-- ENTRIES PROVIDED --
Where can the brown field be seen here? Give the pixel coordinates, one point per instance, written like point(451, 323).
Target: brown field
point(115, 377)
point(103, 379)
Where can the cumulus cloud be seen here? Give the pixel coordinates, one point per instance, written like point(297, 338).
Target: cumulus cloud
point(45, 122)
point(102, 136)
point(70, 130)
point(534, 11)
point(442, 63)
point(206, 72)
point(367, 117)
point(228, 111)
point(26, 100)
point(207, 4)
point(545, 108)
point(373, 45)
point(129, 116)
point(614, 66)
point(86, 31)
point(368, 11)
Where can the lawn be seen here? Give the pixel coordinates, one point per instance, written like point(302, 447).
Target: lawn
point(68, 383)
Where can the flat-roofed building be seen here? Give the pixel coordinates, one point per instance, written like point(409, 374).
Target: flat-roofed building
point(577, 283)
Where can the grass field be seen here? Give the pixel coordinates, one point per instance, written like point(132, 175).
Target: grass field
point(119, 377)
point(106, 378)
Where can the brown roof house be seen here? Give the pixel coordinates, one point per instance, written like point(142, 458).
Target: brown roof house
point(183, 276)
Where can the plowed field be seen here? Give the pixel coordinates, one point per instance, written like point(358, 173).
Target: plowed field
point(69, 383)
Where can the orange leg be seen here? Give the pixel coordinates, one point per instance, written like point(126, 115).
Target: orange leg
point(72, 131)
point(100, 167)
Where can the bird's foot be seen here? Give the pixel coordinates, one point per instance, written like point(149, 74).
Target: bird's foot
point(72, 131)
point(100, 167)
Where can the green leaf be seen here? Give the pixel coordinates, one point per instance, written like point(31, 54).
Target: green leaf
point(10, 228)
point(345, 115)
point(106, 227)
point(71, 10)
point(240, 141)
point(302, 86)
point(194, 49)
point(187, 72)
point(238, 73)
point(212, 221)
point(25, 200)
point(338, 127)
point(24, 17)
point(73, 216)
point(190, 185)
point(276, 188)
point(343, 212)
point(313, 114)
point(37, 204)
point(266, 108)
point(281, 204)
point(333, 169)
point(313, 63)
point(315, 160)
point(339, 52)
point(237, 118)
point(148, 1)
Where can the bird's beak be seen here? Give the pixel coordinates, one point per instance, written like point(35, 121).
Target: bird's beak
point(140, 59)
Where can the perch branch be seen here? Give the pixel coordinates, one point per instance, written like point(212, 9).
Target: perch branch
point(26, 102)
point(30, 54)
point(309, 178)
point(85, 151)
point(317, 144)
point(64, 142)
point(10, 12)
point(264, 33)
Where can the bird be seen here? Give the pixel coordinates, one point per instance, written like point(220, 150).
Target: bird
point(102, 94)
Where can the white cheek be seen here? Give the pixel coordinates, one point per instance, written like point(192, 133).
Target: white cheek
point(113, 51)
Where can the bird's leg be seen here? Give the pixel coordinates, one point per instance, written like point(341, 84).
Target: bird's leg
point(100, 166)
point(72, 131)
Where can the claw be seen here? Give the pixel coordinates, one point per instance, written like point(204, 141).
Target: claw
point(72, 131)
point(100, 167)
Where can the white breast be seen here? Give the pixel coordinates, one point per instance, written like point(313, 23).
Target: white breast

-- DO THIS --
Lay out every line of the records above as a numbered list, leaving out any blank lines.

-- SOLUTION --
1. Where can the brown field be seen here? Give the pixel coordinates, one point per instance, written like point(451, 323).
2. Target: brown field
3. point(115, 377)
4. point(103, 379)
5. Where can the cumulus cloud be seen here? Give the pixel coordinates, one point per instance, written like point(297, 338).
6. Target: cumulus cloud
7. point(45, 122)
8. point(102, 136)
9. point(70, 130)
10. point(534, 11)
11. point(442, 63)
12. point(206, 72)
13. point(367, 117)
14. point(228, 111)
15. point(26, 100)
16. point(207, 4)
17. point(545, 108)
18. point(373, 45)
19. point(129, 116)
20. point(614, 66)
21. point(86, 31)
22. point(368, 11)
23. Where can the lawn be seen here? Give the pixel coordinates, one point per instance, written like point(302, 447).
24. Target: lawn
25. point(68, 383)
26. Where can the flat-roofed building be seen here? Give the pixel coordinates, one point per instance, written like point(409, 374).
27. Target: flat-roofed building
28. point(577, 283)
29. Where can the grass field be seen here? Give the pixel coordinates, one point per instance, written like point(132, 175).
30. Target: grass field
31. point(119, 377)
32. point(106, 378)
33. Where can the brown roof house be seen here? Give the pixel coordinates, one point per instance, written like point(142, 458).
34. Target: brown roof house
35. point(183, 276)
36. Where can the plowed field be seen here? Give the pixel coordinates, one point per instance, written like point(358, 173).
37. Target: plowed field
38. point(69, 383)
39. Where can the orange leg be seen here? Give the pixel coordinates, one point per instance, written like point(126, 115).
40. Target: orange leg
41. point(72, 131)
42. point(100, 167)
43. Where can the bird's foot be seen here? Give the pixel coordinates, one point per instance, written like point(149, 74).
44. Target: bird's foot
45. point(72, 131)
46. point(100, 167)
47. Where can the green leaf be seen here? Give the pixel coordinates, one point per instance, written like point(31, 54).
48. Target: green leaf
49. point(10, 228)
50. point(345, 115)
51. point(106, 227)
52. point(71, 10)
53. point(240, 141)
54. point(302, 86)
55. point(194, 49)
56. point(187, 72)
57. point(238, 73)
58. point(212, 221)
59. point(25, 200)
60. point(338, 127)
61. point(24, 17)
62. point(73, 216)
63. point(190, 185)
64. point(276, 188)
65. point(343, 212)
66. point(313, 114)
67. point(37, 204)
68. point(266, 108)
69. point(281, 204)
70. point(333, 169)
71. point(313, 63)
72. point(315, 160)
73. point(339, 52)
74. point(237, 118)
75. point(148, 1)
76. Where can the bird's beak be seen here? Give the pixel coordinates, one point per instance, written like point(35, 121).
77. Target: bird's beak
78. point(140, 59)
79. Where can the perch branch be seen here? Give the pixel coordinates, one point per instance, written like point(212, 9).
80. Target: perch branch
81. point(26, 102)
82. point(30, 54)
83. point(309, 178)
84. point(85, 151)
85. point(317, 144)
86. point(64, 142)
87. point(10, 12)
88. point(264, 33)
89. Where can the bird be seen here? Give the pixel coordinates, one point per instance, written like point(220, 150).
90. Target: bird
91. point(102, 94)
92. Where can the white cheek be seen here? Give the pixel coordinates, one point per instance, written like point(192, 133).
93. Target: white cheek
94. point(113, 51)
95. Where can the bird's leg be seen here? Give the pixel coordinates, one point per instance, written like point(341, 84).
96. Target: bird's leg
97. point(100, 166)
98. point(72, 131)
99. Where can the claw be seen here? Give the pixel coordinates, one point per instance, written like point(204, 141).
100. Target: claw
101. point(72, 131)
102. point(100, 167)
103. Where can the white breast be seen here? Give the pixel coordinates, one point per instance, written like point(313, 23).
104. Target: white breast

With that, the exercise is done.